**The task**
Go through the entries one line at a time, and gather every line that has the word "gets".

**Segmentation mask data**

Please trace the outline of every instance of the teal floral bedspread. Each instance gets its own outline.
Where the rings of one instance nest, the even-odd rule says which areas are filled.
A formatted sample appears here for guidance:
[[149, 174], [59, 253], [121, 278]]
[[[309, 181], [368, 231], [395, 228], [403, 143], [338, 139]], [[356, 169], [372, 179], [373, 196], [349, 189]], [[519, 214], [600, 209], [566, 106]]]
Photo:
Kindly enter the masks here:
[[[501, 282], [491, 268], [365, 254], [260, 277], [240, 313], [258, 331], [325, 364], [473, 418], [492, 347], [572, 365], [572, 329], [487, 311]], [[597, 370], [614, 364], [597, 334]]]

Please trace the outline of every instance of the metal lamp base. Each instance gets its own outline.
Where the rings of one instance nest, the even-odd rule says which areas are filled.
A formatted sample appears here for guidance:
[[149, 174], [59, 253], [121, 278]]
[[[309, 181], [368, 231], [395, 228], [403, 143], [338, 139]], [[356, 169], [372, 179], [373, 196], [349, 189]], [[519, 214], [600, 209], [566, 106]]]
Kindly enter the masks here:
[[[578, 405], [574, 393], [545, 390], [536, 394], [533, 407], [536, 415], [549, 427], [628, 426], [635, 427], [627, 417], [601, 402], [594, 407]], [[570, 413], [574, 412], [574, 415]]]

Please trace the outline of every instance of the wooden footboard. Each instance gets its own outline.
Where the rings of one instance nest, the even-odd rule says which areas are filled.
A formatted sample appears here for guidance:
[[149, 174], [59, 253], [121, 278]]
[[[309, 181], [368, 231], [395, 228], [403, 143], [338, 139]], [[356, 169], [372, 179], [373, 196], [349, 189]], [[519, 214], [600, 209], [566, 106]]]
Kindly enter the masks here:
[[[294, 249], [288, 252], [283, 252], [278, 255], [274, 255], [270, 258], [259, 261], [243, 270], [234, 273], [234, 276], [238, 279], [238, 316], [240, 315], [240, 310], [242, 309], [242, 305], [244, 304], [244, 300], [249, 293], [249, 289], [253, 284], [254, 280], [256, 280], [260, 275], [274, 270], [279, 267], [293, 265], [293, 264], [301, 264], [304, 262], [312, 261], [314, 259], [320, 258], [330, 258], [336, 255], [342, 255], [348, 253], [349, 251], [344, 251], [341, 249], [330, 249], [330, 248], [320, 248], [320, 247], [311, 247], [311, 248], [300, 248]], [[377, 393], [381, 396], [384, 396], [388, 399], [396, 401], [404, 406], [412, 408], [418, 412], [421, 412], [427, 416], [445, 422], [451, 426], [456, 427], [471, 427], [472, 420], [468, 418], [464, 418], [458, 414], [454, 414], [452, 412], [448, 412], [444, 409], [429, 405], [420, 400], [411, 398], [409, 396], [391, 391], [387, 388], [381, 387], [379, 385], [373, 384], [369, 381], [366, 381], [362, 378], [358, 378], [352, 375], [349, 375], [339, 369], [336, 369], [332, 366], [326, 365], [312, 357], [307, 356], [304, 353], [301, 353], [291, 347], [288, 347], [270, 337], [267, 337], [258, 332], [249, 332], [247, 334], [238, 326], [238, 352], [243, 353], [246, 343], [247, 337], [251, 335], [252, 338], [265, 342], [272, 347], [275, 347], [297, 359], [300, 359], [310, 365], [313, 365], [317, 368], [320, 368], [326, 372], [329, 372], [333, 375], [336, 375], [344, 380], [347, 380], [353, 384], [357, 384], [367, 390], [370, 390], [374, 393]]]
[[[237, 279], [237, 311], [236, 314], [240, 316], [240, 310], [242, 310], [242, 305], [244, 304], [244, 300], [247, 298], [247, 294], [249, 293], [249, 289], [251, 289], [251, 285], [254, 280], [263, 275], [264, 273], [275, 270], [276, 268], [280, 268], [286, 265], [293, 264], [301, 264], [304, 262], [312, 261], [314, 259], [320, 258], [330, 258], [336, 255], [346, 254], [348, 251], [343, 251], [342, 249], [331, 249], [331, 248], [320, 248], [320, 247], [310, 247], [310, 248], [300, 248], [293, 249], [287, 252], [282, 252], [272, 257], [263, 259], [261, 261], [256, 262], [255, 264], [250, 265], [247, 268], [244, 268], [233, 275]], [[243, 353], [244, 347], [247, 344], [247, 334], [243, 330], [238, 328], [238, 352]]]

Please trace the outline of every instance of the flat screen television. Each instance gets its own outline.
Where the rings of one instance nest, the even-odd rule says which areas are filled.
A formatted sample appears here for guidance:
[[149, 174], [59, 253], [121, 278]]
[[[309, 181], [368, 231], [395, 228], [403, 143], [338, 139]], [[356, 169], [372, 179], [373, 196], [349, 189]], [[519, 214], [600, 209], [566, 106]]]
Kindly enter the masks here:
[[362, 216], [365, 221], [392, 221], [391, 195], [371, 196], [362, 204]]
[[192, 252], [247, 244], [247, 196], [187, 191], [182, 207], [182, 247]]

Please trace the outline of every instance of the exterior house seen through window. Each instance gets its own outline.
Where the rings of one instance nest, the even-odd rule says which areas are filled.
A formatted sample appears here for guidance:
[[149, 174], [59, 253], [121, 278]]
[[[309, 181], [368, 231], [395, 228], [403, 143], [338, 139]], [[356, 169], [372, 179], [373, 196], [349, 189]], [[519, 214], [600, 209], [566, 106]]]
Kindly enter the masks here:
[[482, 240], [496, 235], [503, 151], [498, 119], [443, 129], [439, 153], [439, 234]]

**Task solution**
Please trace the outline of every instance of the teal floral bedspread. Each instance gets its own outline.
Please trace the outline of every instance of the metal lamp base. Each instance gets its own outline.
Please trace the outline of every instance of the wooden footboard. Each instance gets its own outline.
Please trace the outline of every instance of the flat screen television. Each instance gets its own outline.
Please trace the outline of every instance of the exterior house seen through window. Each instance gets its own outline.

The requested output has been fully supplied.